- TASK REQUIREMENTS -
Take the line that has "of the shaggy" in it and every line after it to the end of the entries, and reproduce them exactly.

- Entries taken from a collection -
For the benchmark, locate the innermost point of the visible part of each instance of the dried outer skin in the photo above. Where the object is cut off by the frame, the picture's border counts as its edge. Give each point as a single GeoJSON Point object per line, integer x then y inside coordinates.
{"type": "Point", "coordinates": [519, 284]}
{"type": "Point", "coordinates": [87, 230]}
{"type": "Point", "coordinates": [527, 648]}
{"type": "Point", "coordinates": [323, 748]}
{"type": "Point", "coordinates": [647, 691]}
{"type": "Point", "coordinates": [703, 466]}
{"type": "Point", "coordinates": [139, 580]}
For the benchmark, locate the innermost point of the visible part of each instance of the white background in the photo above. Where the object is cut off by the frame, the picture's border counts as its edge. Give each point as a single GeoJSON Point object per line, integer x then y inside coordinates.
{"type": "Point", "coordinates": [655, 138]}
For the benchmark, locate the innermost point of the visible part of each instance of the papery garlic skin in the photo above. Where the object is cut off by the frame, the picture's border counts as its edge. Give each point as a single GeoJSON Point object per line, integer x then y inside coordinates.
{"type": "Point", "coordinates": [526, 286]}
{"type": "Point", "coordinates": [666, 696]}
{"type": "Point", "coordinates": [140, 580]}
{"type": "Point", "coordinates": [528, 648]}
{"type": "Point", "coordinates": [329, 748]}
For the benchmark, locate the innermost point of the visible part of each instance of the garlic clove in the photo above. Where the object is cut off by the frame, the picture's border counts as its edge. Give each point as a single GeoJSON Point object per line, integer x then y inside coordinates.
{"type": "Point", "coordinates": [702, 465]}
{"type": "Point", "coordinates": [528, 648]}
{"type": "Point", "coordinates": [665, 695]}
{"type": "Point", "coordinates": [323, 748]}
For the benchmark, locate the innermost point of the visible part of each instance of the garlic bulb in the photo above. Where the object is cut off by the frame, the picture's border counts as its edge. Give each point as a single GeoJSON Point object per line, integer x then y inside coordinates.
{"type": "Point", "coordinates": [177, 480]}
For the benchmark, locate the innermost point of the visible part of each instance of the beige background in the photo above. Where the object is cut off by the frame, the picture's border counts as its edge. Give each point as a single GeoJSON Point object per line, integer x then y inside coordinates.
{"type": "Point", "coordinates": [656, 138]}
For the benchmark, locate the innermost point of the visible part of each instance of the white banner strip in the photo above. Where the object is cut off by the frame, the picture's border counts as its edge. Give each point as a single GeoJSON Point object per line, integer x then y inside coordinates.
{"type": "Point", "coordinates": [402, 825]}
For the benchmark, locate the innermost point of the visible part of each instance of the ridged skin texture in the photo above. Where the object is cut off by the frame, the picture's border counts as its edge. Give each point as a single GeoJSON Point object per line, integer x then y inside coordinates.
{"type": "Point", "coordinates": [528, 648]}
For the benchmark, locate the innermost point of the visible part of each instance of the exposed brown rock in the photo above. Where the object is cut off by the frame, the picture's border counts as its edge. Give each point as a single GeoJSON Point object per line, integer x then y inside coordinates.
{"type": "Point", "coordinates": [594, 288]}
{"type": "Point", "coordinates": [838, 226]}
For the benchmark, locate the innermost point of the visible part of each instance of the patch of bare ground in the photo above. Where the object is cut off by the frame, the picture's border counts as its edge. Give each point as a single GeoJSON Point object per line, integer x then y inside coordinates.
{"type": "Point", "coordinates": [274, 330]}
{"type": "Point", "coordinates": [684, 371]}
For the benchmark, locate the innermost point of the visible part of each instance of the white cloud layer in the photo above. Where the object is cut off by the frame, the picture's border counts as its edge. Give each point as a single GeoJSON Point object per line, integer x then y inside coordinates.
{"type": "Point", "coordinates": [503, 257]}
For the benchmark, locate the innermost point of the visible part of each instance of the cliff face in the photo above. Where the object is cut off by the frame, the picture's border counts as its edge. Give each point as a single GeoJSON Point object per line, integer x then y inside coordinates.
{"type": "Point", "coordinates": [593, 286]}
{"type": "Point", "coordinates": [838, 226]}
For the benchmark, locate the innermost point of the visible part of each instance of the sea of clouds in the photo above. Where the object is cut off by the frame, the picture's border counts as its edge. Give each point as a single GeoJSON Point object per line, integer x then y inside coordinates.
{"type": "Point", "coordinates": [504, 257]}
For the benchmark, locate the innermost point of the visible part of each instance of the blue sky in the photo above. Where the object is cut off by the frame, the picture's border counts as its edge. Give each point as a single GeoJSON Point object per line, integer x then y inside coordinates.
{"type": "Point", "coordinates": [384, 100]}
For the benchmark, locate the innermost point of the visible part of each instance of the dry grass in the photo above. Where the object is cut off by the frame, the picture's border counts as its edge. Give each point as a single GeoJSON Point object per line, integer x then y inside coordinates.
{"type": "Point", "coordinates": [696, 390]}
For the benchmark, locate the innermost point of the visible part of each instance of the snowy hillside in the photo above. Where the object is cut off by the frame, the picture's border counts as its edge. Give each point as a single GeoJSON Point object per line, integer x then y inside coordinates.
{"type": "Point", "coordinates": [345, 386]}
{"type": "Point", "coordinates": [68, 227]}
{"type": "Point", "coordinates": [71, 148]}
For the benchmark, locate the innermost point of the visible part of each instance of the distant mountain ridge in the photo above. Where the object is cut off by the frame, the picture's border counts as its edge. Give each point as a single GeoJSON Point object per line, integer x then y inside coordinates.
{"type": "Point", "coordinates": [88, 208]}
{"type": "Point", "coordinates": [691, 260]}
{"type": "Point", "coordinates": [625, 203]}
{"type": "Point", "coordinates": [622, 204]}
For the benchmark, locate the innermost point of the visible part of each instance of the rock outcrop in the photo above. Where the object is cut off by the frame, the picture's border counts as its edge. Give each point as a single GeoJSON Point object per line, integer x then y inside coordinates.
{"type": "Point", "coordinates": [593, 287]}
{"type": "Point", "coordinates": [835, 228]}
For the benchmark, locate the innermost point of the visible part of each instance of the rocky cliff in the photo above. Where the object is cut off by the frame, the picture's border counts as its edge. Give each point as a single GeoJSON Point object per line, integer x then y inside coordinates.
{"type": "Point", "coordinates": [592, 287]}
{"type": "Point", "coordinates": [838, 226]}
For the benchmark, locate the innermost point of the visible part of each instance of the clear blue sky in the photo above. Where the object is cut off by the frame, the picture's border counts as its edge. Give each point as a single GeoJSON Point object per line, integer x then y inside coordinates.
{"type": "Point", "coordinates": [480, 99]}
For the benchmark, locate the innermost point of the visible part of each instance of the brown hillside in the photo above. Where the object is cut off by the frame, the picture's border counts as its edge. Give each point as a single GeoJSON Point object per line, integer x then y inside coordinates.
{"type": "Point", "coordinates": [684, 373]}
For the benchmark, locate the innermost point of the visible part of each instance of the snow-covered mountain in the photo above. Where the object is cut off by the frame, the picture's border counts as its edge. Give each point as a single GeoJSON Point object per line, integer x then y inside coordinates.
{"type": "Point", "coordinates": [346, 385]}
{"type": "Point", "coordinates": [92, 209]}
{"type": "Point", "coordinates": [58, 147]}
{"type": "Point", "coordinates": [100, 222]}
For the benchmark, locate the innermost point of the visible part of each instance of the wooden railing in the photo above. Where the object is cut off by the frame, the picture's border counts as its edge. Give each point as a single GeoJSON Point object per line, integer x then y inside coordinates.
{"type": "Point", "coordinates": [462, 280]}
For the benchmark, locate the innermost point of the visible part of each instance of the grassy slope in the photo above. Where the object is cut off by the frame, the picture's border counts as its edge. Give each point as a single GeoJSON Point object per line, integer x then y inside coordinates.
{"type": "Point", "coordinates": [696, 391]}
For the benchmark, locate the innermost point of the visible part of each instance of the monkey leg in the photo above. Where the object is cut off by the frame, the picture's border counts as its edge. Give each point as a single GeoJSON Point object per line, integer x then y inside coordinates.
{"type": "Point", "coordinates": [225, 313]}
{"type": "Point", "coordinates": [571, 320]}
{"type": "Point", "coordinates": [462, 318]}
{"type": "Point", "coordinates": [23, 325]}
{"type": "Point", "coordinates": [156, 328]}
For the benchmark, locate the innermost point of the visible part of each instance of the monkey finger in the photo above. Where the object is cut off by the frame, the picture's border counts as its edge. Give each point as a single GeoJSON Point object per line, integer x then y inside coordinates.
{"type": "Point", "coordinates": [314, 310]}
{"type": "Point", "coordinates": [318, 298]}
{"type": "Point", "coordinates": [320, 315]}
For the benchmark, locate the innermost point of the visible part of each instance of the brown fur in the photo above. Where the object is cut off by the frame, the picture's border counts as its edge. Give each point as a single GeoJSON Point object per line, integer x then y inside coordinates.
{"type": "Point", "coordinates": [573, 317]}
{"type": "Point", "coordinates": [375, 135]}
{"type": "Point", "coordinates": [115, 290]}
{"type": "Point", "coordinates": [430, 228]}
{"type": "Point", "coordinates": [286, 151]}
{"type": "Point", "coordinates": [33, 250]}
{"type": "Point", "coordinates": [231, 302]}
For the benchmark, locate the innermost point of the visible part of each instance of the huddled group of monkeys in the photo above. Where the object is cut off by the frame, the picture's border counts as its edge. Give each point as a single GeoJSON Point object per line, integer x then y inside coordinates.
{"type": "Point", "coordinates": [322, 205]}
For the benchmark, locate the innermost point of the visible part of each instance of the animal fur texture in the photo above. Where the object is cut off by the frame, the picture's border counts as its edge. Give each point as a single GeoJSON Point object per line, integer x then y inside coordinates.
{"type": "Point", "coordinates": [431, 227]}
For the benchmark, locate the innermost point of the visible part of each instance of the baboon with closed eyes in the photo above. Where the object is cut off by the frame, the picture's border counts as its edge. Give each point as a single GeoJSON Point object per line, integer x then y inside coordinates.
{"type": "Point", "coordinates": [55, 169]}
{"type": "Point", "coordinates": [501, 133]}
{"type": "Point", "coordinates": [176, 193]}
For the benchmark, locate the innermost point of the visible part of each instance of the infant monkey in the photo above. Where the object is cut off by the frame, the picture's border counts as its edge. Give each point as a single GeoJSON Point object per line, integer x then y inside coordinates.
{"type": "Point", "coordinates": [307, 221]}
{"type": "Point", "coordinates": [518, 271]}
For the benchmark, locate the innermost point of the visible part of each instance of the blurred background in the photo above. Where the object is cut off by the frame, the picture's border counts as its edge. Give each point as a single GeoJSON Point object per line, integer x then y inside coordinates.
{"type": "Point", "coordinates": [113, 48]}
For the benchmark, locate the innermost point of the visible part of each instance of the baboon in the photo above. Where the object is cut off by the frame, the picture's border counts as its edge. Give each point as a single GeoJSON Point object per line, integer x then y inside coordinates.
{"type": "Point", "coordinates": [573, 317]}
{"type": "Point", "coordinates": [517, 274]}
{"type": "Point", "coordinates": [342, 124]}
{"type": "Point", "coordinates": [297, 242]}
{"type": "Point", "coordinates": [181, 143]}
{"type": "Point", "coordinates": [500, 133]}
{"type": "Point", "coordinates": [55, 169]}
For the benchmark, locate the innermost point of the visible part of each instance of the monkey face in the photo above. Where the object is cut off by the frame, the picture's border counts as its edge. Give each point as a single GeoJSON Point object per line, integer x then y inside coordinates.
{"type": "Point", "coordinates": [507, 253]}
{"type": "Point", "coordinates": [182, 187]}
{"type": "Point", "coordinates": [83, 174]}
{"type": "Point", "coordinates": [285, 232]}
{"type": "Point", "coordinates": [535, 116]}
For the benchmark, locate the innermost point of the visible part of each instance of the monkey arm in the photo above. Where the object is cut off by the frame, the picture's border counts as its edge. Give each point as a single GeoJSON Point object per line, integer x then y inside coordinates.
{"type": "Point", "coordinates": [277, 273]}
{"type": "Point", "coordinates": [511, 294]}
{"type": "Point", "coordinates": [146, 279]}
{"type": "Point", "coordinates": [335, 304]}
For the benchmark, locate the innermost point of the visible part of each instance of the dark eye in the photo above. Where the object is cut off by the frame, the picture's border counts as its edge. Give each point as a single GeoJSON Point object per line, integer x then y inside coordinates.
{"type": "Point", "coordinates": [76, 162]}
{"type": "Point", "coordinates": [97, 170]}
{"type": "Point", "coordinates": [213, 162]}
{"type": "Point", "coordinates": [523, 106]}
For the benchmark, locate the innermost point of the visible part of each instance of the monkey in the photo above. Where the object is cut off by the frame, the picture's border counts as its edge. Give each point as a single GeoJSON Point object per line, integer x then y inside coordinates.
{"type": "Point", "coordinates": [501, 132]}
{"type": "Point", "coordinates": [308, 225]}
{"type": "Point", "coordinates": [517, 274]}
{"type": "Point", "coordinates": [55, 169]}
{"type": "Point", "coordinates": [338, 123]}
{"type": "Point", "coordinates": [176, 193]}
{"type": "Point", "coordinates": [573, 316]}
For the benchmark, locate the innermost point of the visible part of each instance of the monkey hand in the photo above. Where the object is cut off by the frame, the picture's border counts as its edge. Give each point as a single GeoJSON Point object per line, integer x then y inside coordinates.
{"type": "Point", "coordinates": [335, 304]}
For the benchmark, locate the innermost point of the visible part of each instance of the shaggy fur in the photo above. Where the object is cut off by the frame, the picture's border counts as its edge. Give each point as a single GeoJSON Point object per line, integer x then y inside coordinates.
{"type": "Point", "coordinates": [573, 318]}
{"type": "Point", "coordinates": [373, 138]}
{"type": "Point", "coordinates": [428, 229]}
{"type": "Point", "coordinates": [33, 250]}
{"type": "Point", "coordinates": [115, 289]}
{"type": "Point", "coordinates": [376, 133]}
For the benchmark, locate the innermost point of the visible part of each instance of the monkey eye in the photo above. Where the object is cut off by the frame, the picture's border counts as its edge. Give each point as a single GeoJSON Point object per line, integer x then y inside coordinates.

- PROBLEM SOLUTION -
For the benchmark, locate the innermost point of the visible part of each instance of the shaggy fur in the photo above. Where the object is cut off by the frame, the picture's border counts as its edge. Give each point as a single GeoJSON Point object per line, integer x then y inside coordinates.
{"type": "Point", "coordinates": [573, 318]}
{"type": "Point", "coordinates": [373, 138]}
{"type": "Point", "coordinates": [428, 229]}
{"type": "Point", "coordinates": [33, 250]}
{"type": "Point", "coordinates": [115, 289]}
{"type": "Point", "coordinates": [376, 133]}
For the benchmark, locate the innermost point of the visible part of each instance of the monkey eye in the photo above. Where the object is cut off by the frame, the picture's border counts as its edge. Give each point as a single GeoJSON Point object per line, integer x then y inside coordinates.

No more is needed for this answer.